● TEXT UNDER STUDY
··········
The 24-hour average beats per minute (BPM) is the mean number of heartbeats per minute recorded continuously over a full day and night. When measured by a wearable like Biobeat, it captures your heart’s activity during all phases of daily life, work, exercise, rest, and sleep, providing a more complete cardiovascular picture than a single resting or spot reading.
Heart rate is controlled by the autonomic nervous system, which constantly balances two signals: the sympathetic “fight or flight” system, which increases heart rate, and the parasympathetic “rest and digest” system, which slows it. Your 24-hour average BPM reflects how often and how long you spend in each state. For example, if your heart rate spends much of the day elevated, it may indicate sustained physical activity, chronic stress, illness, or poor recovery. If it remains lower for much of the day, it may reflect strong cardiovascular fitness and efficient heart function, or, in some cases, an issue with the heart’s electrical conduction.
While there is no single “optimal” 24-hour average BPM for everyone, research shows that a lower resting heart rate, typically between 50 and 70 BPM in healthy adults, is linked to better cardiovascular health and lower disease risk. Highly fit athletes may have resting rates as low as 30–50 BPM. A persistently high 24-hour average BPM (especially if resting rates are also high) can be associated with poorer fitness, higher cardiovascular risk, or conditions such as anemia, thyroid overactivity, or heart rhythm disorders. Conversely, unusually low averages in non-athletes may indicate conduction problems, medication effects, or metabolic issues.
··········
● LISTED ENTRIES
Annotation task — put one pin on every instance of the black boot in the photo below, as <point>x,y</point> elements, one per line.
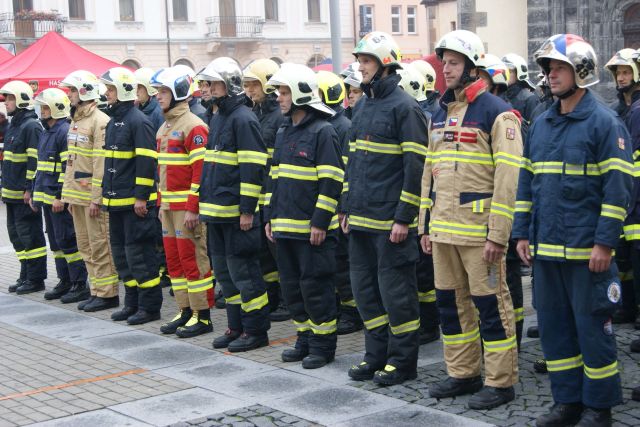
<point>99,304</point>
<point>452,387</point>
<point>29,286</point>
<point>58,290</point>
<point>142,316</point>
<point>78,292</point>
<point>123,314</point>
<point>200,323</point>
<point>246,342</point>
<point>223,341</point>
<point>178,320</point>
<point>491,397</point>
<point>592,417</point>
<point>561,414</point>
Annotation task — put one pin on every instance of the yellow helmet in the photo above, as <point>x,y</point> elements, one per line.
<point>57,101</point>
<point>331,86</point>
<point>261,70</point>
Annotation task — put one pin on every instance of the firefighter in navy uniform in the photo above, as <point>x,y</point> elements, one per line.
<point>575,187</point>
<point>389,135</point>
<point>232,179</point>
<point>24,224</point>
<point>129,195</point>
<point>332,93</point>
<point>265,107</point>
<point>304,186</point>
<point>55,109</point>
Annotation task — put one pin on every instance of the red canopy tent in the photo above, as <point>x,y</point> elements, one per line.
<point>49,60</point>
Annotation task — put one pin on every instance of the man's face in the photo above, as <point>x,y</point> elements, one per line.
··········
● PROBLEM A
According to the text on 24-hour average heart rate, how low can resting rates be in highly fit athletes?
● PROBLEM B
Extend the text on 24-hour average heart rate with one more paragraph that picks up after its final sentence.

● ANSWER SECTION A
As low as 30–50 BPM.

● ANSWER SECTION B
Continuous 24-hour monitoring can uncover patterns that single readings miss. For instance, you might have normal heart rate in the clinic but higher-than-expected nighttime rates due to sleep apnea or low recovery from training. Or your heart rate may be chronically elevated during sedentary daytime hours due to stress or hidden illness. Tracking your 24-hour average BPM alongside heart rate variability, activity level, and blood pressure can provide early warning of changes in cardiovascular health and help tailor exercise, recovery, and lifestyle strategies for better long-term outcomes.